Requirements: Convert the records from the line holding "Localize the track" through the end of the records, inclusive, into a two-column CSV headed text and answer. Give one row per record, with the record's text and its answer each in a single quoted field and any line breaks replaced by spaces.

Box-labeled dataset extracts:
————————

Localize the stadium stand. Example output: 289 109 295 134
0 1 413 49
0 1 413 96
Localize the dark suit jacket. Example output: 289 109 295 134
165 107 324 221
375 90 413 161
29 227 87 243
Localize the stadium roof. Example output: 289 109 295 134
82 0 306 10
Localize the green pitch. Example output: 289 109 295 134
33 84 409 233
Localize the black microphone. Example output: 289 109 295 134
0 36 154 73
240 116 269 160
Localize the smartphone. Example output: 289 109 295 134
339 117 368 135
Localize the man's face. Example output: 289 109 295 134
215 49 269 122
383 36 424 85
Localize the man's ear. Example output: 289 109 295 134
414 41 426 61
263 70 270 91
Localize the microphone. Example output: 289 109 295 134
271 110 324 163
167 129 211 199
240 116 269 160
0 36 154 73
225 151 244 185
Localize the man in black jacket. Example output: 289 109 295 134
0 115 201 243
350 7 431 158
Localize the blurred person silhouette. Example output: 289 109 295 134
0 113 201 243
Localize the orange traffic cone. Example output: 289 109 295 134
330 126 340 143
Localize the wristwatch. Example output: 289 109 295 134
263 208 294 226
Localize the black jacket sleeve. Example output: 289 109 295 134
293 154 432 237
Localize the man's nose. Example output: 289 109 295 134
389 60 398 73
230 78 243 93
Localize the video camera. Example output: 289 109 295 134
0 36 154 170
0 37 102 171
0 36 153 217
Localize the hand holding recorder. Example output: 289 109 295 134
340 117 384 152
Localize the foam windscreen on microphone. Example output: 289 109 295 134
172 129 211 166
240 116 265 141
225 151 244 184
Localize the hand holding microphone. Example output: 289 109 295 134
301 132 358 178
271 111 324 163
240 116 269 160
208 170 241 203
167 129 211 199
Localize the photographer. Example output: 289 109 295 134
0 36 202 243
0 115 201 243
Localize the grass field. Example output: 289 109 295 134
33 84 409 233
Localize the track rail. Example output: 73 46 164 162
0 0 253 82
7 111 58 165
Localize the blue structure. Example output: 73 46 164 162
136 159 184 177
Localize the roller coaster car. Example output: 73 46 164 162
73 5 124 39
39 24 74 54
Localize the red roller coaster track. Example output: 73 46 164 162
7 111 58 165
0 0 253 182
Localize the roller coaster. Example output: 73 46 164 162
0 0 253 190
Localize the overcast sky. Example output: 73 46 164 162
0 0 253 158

————————

Task solution:
text,answer
"Localize the track rail. Example output: 73 46 164 162","0 0 253 82 7 111 58 165"
"Localize the blue structure. Example output: 73 46 164 162","136 159 184 177"
"Localize the roller coaster car. Example output: 73 46 164 162","73 5 124 39 39 24 74 54"
"Localize the red roller coaster track. Example output: 73 46 164 162","7 111 58 165 0 0 253 182"
"Localize the roller coaster. Example output: 73 46 164 162","0 0 253 190"
"Localize the overcast sky. Example output: 73 46 164 162","0 0 253 158"